Update everything from the line containing "else: point(79, 51)." down to the line containing "point(84, 250)", replacing "black grand piano" with "upright piano" and leaving all else unchanged. Return only those lines.

● Extracted information
-- BEGIN --

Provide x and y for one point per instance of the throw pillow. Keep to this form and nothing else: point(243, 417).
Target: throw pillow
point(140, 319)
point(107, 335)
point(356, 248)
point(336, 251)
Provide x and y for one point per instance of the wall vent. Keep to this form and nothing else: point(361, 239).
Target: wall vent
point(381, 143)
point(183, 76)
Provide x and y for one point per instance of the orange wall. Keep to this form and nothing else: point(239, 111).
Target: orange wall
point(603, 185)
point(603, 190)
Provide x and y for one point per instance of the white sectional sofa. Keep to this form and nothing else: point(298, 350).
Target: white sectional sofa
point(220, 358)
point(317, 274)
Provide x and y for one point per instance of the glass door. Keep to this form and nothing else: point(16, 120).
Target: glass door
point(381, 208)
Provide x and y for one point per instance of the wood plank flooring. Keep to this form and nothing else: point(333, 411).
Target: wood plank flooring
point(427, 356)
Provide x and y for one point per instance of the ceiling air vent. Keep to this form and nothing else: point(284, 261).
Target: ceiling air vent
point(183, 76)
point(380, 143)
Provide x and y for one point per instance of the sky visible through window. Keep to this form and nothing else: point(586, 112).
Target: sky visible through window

-- END --
-- BEGIN --

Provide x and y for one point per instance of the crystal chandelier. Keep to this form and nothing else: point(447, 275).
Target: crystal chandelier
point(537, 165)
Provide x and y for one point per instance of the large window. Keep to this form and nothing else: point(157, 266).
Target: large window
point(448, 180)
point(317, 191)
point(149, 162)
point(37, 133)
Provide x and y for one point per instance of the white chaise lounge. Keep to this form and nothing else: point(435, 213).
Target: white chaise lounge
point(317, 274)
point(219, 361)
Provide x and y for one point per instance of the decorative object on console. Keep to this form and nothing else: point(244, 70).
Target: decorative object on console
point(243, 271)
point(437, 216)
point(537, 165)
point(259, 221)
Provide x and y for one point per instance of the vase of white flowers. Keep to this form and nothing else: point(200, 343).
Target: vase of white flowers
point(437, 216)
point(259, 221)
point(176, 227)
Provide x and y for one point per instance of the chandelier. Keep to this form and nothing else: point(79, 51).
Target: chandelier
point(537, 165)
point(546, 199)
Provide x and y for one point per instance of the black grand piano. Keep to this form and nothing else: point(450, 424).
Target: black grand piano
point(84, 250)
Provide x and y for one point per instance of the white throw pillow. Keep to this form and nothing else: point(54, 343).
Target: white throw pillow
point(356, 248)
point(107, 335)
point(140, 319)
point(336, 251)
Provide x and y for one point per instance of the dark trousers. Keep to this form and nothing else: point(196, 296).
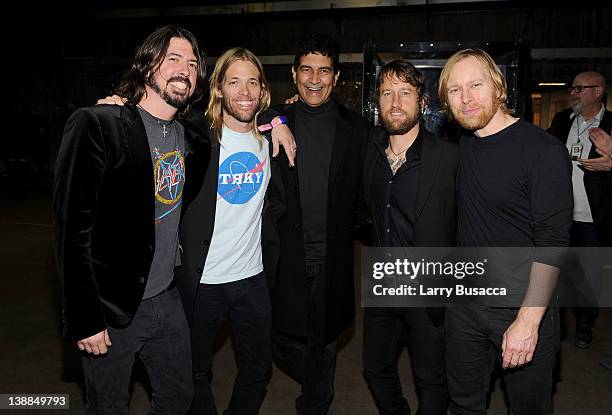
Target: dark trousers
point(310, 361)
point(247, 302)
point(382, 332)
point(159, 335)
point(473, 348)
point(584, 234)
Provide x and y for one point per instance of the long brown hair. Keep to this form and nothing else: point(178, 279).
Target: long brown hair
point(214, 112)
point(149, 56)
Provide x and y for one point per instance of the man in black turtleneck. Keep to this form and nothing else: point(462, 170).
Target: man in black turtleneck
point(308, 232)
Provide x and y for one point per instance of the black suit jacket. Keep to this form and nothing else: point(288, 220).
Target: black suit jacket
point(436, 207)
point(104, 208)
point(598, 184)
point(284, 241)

-- END --
-- BEGIN --

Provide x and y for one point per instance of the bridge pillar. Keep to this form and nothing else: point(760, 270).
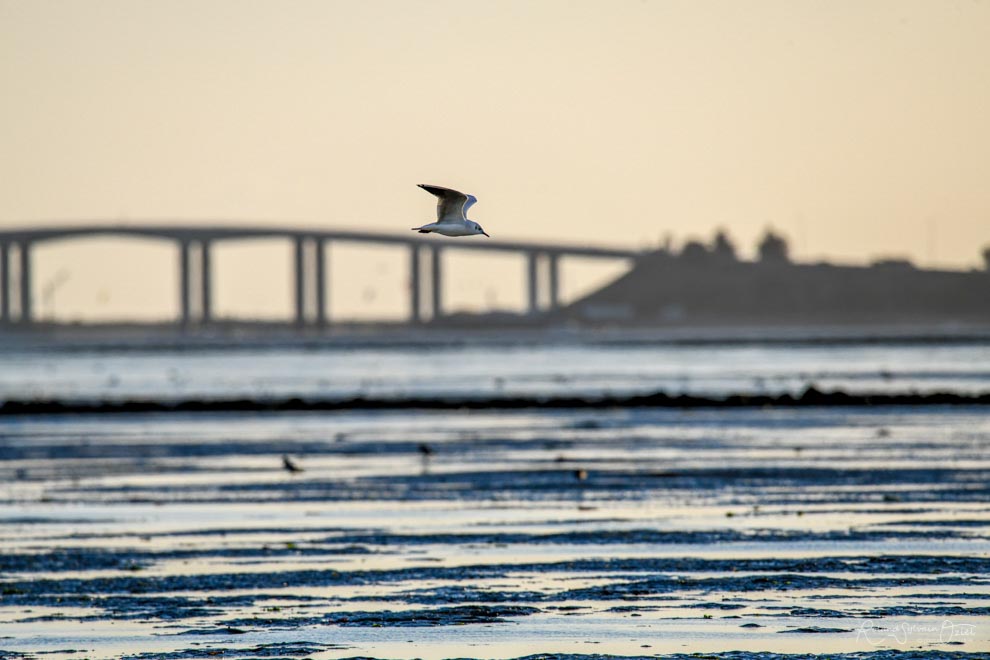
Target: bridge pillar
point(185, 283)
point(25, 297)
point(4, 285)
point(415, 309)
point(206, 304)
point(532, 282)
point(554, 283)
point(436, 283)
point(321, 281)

-- END --

● Written solution
Provide x and y for one point per instance of the chandelier. Keep to this form and nothing else: point(79, 51).
Target: chandelier
point(537, 165)
point(546, 199)
Provide x and y for one point per instance of the upright piano. Keep to this form and nothing else: point(450, 424).
Target: upright piano
point(84, 250)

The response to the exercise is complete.